*DIRECTIVE*:
Rescale everything in the material from the line containing "shape [[454, 333]]." down to the line containing "[[782, 58], [136, 45], [492, 120]]", both included. Return only these lines, requests included, with each answer point coordinate multiplied by 0.6 and rounded to a whole number, halves rounded up, and leave the numbers in the requests and their format samples unchanged.

__________

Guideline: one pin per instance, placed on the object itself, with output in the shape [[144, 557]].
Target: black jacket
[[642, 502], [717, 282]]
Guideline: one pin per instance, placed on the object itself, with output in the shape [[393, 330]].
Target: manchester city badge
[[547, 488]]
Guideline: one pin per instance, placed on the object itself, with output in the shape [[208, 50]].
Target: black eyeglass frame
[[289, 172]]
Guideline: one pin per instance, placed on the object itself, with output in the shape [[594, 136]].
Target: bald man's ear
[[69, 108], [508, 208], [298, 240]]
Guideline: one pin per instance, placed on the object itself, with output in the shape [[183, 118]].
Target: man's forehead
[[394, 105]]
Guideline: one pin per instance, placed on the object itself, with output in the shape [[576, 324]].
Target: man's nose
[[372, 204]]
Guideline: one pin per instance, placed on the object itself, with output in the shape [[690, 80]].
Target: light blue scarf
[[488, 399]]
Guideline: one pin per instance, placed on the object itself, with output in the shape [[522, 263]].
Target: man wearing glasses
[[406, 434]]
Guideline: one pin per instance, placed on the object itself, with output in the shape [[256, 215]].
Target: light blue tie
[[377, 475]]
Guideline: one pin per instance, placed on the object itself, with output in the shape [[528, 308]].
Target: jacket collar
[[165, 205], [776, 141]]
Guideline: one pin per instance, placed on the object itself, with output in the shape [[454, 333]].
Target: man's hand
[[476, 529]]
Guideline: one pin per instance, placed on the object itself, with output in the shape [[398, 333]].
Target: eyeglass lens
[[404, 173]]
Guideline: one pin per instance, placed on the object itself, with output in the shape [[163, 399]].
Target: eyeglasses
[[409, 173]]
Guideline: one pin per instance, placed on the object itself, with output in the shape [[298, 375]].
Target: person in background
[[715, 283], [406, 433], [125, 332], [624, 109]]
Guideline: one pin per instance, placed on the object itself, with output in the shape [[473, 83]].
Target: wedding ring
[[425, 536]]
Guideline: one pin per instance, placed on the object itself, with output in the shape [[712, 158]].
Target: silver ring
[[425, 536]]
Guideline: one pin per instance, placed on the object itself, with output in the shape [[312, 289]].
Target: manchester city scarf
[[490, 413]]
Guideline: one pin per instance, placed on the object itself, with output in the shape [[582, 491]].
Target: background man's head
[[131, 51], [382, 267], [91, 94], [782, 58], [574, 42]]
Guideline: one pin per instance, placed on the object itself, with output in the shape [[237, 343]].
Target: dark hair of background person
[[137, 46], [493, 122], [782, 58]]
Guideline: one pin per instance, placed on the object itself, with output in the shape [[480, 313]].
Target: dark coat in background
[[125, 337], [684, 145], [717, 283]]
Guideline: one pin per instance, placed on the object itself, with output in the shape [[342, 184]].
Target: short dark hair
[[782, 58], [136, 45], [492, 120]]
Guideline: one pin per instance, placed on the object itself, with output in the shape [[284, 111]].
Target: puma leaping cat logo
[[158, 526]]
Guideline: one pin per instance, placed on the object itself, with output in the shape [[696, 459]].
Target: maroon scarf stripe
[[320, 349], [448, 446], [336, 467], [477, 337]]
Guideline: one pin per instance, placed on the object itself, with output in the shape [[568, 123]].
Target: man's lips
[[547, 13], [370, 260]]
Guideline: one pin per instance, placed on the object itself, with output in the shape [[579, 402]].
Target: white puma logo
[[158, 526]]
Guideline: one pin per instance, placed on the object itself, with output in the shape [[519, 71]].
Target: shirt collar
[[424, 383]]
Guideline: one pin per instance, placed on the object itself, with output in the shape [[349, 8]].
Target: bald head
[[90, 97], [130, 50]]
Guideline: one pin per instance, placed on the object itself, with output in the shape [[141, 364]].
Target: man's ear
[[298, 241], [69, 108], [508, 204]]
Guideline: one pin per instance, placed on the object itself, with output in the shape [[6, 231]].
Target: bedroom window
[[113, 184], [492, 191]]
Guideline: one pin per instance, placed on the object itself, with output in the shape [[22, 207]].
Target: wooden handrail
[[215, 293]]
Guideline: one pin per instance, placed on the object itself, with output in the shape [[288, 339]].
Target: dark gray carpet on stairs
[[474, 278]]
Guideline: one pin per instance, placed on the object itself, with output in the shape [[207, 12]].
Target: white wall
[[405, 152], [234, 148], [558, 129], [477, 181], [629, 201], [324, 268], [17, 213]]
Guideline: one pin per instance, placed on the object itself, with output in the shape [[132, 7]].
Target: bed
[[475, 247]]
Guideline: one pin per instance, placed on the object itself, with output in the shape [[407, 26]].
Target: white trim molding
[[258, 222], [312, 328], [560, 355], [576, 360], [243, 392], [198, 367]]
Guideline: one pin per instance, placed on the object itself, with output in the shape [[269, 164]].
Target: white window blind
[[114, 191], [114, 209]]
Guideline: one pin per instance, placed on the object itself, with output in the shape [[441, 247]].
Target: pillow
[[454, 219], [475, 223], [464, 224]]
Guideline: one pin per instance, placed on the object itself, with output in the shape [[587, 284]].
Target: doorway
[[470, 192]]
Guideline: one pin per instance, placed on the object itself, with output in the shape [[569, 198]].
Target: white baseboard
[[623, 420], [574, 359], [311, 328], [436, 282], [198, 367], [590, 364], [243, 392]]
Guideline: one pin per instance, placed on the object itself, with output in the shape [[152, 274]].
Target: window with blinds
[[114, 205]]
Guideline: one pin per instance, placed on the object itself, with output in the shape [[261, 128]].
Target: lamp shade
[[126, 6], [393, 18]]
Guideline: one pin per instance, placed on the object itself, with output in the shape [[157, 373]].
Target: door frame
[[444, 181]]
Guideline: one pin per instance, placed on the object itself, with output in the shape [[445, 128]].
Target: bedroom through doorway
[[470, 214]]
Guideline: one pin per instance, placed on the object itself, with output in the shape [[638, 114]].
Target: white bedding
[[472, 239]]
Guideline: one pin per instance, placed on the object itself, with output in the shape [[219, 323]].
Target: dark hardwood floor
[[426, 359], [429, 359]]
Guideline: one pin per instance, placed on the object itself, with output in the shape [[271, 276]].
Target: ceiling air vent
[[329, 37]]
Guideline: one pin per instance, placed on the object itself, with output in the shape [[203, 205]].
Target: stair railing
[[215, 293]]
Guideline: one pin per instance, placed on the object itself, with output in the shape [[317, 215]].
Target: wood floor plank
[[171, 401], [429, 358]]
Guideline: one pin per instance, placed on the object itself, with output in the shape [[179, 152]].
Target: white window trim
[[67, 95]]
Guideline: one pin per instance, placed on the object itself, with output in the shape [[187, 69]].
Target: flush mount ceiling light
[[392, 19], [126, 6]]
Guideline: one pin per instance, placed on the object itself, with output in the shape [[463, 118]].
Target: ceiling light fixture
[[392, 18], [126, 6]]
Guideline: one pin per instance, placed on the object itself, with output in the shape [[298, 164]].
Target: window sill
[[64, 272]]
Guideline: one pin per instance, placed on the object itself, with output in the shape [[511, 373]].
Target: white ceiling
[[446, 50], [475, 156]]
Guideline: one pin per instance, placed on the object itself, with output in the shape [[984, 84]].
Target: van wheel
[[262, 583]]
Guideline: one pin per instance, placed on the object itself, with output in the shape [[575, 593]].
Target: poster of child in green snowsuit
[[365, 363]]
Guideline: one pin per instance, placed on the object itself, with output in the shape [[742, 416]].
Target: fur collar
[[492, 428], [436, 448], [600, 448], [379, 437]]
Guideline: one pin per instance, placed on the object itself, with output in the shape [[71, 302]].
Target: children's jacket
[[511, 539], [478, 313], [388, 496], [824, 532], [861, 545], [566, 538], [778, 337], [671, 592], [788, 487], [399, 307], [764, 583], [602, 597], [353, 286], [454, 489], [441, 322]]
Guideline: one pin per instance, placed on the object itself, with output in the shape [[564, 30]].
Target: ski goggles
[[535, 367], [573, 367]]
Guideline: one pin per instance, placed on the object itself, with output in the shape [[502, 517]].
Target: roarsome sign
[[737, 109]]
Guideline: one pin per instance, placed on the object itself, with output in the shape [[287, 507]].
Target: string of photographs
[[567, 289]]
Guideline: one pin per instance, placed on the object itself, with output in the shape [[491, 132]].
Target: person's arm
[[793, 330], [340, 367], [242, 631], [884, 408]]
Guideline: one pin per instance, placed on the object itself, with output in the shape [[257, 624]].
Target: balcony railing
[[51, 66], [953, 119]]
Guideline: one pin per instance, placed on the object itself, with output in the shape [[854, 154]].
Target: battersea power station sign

__________

*PROBLEM SOLUTION*:
Guideline: one pin per instance, placed on the object itself, with output in the shape [[454, 333]].
Target: man's hand
[[286, 317]]
Guideline: one pin per instance, placed on the object itself, with output in the shape [[398, 333]].
Target: eyeglass lens
[[242, 104]]
Guideline: one pin per instance, placed on the object itself, with output in the shape [[163, 399]].
Target: eyeglasses
[[245, 104]]
Guideline: one pin per instance, placed on the object itself, with output in the shape [[298, 375]].
Target: person in background
[[429, 170], [244, 260], [75, 199], [374, 65]]
Guideline: one pin per instance, placed on the object itself, with output in the shape [[473, 83]].
Target: wedding ring
[[255, 322]]
Guideline: one pin per instance, placed on the object itself, with output in the shape [[712, 158]].
Target: silver ring
[[255, 322]]
Guideline: one pin per instance, placed on the object itself, with output in the shape [[312, 289]].
Target: manchester city scarf
[[294, 248]]
Guideline: one pin per instance, placed on the object itself, with output in the shape [[582, 491]].
Target: background man's head
[[79, 31], [229, 160], [55, 56], [469, 35], [344, 25]]
Guideline: one pin per instance, placed on the object itself, with output in the shape [[237, 343]].
Target: dark hair of background person
[[82, 28], [296, 73], [469, 35]]
Guideline: one pin per instance, placed on the object itself, with output in the shape [[480, 313]].
Target: dark coat in background
[[75, 202], [410, 87], [430, 170]]
Guideline: one pin per instance, placed on the object itself, with output in the shape [[342, 184]].
Target: short dark hair
[[469, 35], [82, 27], [295, 72]]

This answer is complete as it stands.